**Exercise goal**
Nothing but the text should be carried over: reproduce all the data exactly and leave out every image.

-- Data extracts follows --

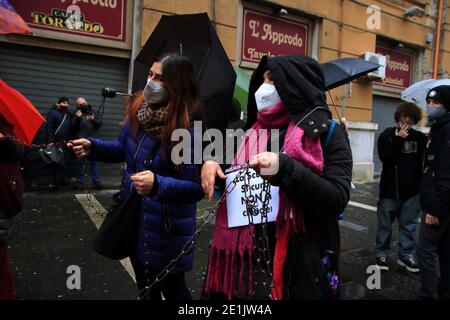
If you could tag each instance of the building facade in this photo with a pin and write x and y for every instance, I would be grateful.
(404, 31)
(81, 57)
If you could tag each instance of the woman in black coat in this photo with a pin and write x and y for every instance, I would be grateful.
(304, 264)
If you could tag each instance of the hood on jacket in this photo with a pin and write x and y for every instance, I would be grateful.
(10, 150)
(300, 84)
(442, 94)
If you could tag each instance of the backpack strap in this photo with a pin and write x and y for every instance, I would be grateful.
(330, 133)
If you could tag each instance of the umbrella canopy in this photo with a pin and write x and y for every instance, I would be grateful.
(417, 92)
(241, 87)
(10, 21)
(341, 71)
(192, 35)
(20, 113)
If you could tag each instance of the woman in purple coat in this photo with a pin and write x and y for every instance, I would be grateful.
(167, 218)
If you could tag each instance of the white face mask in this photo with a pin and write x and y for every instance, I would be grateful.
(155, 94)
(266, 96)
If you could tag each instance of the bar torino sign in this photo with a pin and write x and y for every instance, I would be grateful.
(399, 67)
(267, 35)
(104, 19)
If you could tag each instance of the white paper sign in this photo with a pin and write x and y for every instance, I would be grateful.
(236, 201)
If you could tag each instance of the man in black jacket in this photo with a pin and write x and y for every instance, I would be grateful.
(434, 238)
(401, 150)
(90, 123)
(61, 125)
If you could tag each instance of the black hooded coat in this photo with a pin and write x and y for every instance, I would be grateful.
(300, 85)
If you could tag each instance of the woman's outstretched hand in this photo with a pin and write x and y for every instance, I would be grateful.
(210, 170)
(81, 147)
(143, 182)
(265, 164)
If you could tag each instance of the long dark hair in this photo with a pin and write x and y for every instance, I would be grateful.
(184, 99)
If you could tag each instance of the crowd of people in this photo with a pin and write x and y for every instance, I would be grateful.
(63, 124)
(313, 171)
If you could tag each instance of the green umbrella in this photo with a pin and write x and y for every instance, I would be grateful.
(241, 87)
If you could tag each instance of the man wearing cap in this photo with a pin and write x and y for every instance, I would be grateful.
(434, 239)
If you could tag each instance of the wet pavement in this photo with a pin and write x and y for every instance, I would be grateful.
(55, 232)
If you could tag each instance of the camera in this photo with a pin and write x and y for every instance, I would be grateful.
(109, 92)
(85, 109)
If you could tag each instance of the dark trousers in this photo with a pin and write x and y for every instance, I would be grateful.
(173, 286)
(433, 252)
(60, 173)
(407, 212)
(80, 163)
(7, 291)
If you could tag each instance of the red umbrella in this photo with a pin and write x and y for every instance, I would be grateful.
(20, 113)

-- Data extracts concluded --

**Task answer**
If you could tag each instance of the building facade in this photo with a pin and write x and y for every instance, I would be grateful.
(404, 31)
(81, 57)
If you could tag each instance of the woman in black coat in this photo with a pin and write x and y for every instance, I would be grateful.
(304, 264)
If you could tag each instance of the hood on jacket in this photo with a pin and write x and y for every instance, I would be grateful.
(10, 150)
(300, 84)
(442, 94)
If you could tag each instance of the backpack strap in this photo with a pin and write x and y for every instance, I would be grateful.
(330, 133)
If you could tag each instance of the umbrella canopy in this photo with a pin and write x and y for every instance, I would be grateful.
(417, 92)
(241, 87)
(10, 21)
(341, 71)
(192, 35)
(20, 113)
If you could tag each instance of the woman in purple coat in this photo with a pin and write x and y for every instance, I would be grateful.
(167, 218)
If you could tag each instance of the white face mask in this photo with a pin and write x and y for every instance, I would be grateful.
(155, 94)
(266, 96)
If you could tag each instance of the bar torino sign in this photo with a pin and write x and y for every instance, I would be grateful.
(399, 67)
(267, 35)
(104, 19)
If you could tag each instance of the white paper sign in this photo with a pin and write x and y for every instance, I would be grateful.
(236, 201)
If you could tag each instance of the man in black jacket in this photo with a pin and write x and y for every instance, I would be grateful.
(434, 238)
(401, 150)
(90, 123)
(61, 125)
If you could tag each instance of the black hooded coat in this photo with a pin and write x and y for every instance, I would be grateful.
(300, 85)
If you could tag each instance of the woman's outstretched hand in this photo with a pin and write x and y for every instance, I would be grateful.
(210, 170)
(81, 147)
(143, 182)
(265, 164)
If you could tag each instance of the long dark hair in this photo with a pin and write x and y for every instance, I would be grateful.
(184, 99)
If you could tag each instance of the crowd of people in this photo with a pin and write x and y for every instance, I would be grateful.
(63, 124)
(313, 171)
If you could tag each instance of the green umbrella in this photo with a pin and write x and y for every instance, I would be grateful.
(241, 87)
If you could tag each instance of the man wearing cap in this photo with a pin and write x and y for every instance, I would be grateful.
(434, 239)
If you could tag each instance of the wet pavement in this photo with a pin and write x and y for every instance, I would be grateful.
(55, 232)
If you could tag each instance of the camera in this photo with a pin and write x and y for every instance, I would be grateful.
(109, 92)
(85, 109)
If you could tag each instance of the dark trousers in this photo with a pin and write x and y for every instance, I would be grateful.
(173, 286)
(433, 252)
(60, 173)
(407, 212)
(80, 163)
(7, 291)
If you could tag each instance of the red umbrella in this photo with a pin and write x and y for every instance, I would be grateful.
(20, 113)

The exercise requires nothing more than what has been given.